Henry Ford once famously said, “Any customer can have a car painted any color that he wants, so long as it is black.” While this stance is certainly streamlined, the unwillingness to accommodate a customer’s desire for choice and design set the company back for years. Customers expect to be drawn in and excited by products, and have a certain level of customization, especially with larger purchases. Presently, color, material, finish (CMF) is a key step in bringing a product to market. We understand how these features attract customers, and how they make or break a customer’s decision to purchase.

The three factors of Color, Material and Finish design play a large role in product design and can be a significantly elevating force. They also are dependent on one another. Any given color can look drastically different on a different material, and any material can look completely different with a different finish. All three variables need to be considered to have a synchronous product design. In this post, we will evaluate the three different variables and investigate the considerations that  take place during the product design process.

Color

Color is the hue and value of a given pigment. Colors evoke emotions, define trends, and set products apart for better or worse. Taking the time and energy to select an appropriate color for your product is an important part of product design. When selecting a color, it is important to consider the other two areas of CMF. The materiality and final finish have a huge impact on perceived color. A glassy finish can add an extra glow, while a textured finish can absorb light or cast shadows to create a darker color.

Material

The material of the product is what the object is constructed from. In product design this can range from plastic, metal, fabric, and beyond. Each material has distinct properties that make it a proper, or improper, match for your product. To have a material meet your product’s aesthetic needs, the versatility of the material to be colored must be considered. Colors can be innate, incorporated in, or applied to materials. The application of color to products is through methods such as painting, printing, anodizing, powder coating, and dying. Each color application method’s success is determined by the properties of the material, resulting in an almost endless combination of outcomes.

__Instruction a__: Rewrite the passage on color, material and finish, starting at "The material of" and ending at "combination of outcomes.", with "glass" in place of "plastic".

__Given data__:
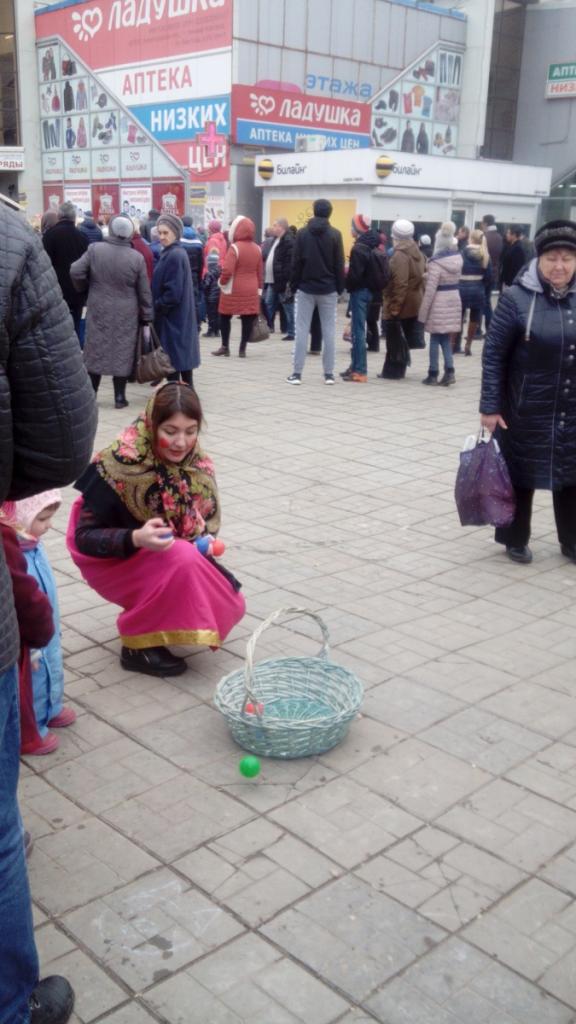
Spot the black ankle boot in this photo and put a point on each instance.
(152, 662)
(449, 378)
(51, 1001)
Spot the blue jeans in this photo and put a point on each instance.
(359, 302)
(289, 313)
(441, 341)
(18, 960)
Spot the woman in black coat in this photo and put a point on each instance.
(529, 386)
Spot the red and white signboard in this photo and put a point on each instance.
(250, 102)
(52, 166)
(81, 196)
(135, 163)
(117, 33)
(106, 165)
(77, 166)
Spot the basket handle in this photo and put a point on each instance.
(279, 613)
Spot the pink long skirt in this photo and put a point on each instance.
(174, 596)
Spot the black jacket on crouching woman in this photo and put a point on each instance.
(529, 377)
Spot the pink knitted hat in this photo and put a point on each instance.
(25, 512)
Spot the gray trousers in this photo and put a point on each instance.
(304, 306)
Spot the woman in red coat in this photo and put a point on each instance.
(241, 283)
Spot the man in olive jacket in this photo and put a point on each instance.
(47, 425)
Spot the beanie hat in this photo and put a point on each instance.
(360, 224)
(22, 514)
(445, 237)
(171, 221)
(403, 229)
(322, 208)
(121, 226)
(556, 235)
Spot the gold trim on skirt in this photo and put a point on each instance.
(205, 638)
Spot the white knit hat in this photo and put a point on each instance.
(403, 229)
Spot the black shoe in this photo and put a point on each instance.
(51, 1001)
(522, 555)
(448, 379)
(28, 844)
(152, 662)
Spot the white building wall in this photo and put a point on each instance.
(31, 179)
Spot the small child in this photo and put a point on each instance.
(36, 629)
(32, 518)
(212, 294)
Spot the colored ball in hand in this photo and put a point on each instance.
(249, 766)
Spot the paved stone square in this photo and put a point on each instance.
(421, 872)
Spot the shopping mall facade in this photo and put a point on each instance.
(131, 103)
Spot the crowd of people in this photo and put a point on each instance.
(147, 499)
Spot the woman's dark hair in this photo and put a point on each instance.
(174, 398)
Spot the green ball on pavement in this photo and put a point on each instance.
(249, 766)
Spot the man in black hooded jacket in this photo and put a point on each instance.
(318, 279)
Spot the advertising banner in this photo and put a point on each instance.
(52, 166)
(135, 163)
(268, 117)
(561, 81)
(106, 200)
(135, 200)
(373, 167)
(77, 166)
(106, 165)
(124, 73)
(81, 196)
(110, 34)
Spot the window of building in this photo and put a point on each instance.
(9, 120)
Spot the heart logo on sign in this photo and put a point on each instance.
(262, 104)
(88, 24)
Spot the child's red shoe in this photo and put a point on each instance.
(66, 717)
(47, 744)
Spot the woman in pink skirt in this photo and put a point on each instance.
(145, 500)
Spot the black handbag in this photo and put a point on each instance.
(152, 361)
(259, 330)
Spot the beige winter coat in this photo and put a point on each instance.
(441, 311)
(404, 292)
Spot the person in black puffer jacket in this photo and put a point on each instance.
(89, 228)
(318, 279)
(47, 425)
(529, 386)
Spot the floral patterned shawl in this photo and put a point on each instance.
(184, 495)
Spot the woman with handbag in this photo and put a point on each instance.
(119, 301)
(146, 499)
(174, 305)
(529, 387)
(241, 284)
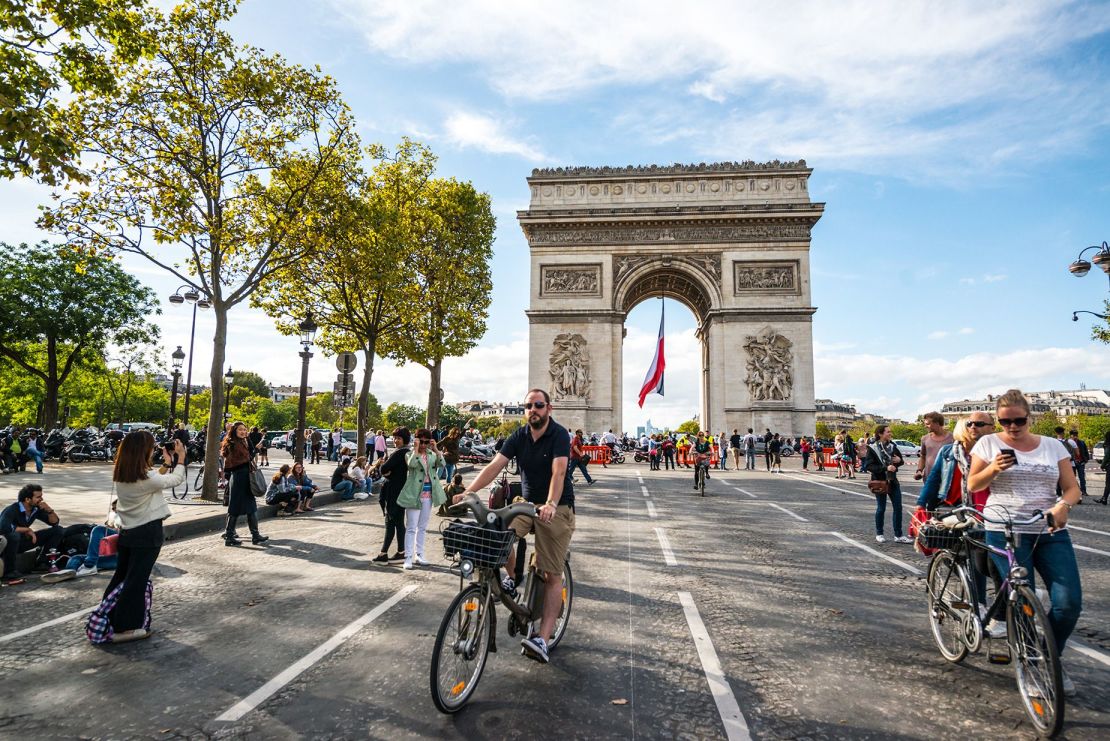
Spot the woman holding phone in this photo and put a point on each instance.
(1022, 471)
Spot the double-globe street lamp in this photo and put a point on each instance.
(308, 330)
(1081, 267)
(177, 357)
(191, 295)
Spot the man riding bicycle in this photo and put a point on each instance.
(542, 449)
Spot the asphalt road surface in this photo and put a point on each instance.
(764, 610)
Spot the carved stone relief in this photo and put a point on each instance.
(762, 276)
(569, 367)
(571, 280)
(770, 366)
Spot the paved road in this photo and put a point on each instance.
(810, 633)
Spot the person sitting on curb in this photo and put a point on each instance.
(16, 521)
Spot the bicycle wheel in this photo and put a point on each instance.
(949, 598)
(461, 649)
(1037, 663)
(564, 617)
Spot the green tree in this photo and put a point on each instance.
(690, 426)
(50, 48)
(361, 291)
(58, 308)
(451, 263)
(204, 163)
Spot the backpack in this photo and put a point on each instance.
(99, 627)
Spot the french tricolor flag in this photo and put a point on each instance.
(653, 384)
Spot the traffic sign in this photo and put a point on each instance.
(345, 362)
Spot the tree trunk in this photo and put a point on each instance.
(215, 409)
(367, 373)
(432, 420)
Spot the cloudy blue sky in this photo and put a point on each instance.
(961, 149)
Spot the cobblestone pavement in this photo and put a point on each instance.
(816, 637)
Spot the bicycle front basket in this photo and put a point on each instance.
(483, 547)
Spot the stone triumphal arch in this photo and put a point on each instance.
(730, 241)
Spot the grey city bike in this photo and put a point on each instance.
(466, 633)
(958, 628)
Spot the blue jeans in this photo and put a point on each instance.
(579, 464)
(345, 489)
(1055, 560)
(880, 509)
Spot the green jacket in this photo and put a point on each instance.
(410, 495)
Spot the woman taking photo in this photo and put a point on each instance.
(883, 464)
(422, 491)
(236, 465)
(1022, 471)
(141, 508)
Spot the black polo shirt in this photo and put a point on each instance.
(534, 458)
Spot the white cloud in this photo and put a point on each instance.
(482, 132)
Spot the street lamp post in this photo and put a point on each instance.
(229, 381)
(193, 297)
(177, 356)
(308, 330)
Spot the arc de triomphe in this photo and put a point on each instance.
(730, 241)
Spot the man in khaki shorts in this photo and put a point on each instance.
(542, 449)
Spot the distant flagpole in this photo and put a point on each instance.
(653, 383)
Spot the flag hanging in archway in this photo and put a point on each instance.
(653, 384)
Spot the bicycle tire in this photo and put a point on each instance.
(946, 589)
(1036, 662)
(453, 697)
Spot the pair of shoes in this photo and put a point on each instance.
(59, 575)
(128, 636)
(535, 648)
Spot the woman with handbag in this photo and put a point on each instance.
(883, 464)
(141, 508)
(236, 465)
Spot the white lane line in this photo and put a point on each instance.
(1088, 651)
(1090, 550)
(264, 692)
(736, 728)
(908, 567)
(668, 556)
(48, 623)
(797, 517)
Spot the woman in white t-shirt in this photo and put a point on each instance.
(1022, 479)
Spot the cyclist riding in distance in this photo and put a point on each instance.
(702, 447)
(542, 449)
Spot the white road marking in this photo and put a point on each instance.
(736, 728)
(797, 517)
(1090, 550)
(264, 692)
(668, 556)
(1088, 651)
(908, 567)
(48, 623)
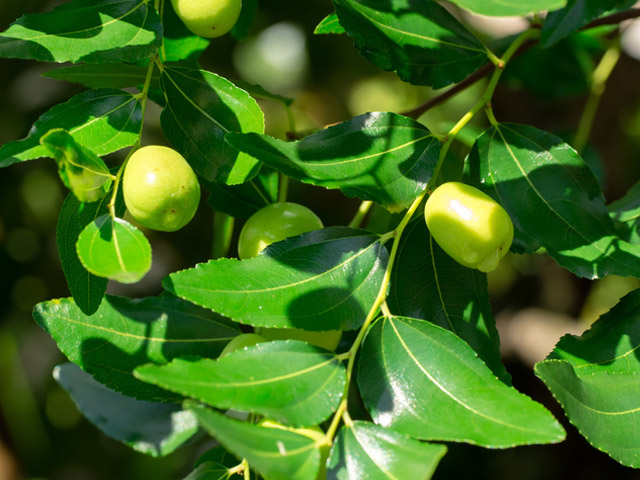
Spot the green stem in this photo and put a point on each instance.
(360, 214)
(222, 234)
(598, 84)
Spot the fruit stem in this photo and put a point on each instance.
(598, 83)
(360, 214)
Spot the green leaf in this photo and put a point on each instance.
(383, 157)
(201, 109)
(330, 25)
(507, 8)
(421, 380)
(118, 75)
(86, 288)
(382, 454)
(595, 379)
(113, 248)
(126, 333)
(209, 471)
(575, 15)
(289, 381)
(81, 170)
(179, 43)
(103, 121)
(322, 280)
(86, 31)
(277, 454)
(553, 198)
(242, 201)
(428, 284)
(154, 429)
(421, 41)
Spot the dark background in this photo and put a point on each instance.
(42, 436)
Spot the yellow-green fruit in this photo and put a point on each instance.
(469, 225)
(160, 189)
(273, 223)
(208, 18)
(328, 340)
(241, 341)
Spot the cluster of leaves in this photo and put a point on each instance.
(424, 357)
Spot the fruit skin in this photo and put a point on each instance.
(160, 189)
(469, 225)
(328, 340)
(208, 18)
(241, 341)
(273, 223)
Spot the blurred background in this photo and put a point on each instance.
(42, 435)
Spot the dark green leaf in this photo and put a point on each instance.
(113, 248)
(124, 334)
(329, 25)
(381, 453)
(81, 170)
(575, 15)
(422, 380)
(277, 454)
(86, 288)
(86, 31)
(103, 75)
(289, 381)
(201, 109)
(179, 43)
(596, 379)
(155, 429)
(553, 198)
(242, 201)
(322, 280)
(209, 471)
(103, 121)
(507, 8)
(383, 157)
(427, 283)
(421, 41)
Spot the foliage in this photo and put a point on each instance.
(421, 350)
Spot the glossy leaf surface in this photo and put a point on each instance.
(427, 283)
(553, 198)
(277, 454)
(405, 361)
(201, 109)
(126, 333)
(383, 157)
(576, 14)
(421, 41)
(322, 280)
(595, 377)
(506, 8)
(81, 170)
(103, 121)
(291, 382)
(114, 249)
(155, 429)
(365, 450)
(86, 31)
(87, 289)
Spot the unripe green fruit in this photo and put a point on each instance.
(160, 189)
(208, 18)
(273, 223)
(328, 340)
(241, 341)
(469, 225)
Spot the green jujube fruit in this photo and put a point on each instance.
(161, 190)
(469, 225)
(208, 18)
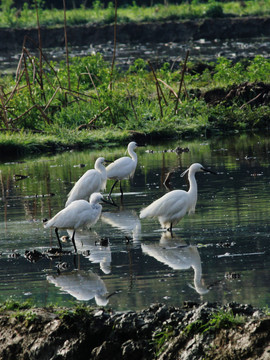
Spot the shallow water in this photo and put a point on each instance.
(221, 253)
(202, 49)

__Instruction b__: Pull out every line of the records that contains the string "person", matching case exactly.

__Final result a__:
The material of the product is what the object is constructed from. In product design this can range from glass, metal, fabric, and beyond. Each material has distinct properties that make it a proper, or improper, match for your product. To have a material meet your product’s aesthetic needs, the versatility of the material to be colored must be considered. Colors can be innate, incorporated in, or applied to materials. The application of color to products is through methods such as painting, printing, anodizing, powder coating, and dying. Each color application method’s success is determined by the properties of the material, resulting in an almost endless combination of outcomes.

__Final result b__:
Spot the person in black puffer jacket in this photo and put a point on each instance.
Spot the person sitting on curb in this photo and put a point on each instance.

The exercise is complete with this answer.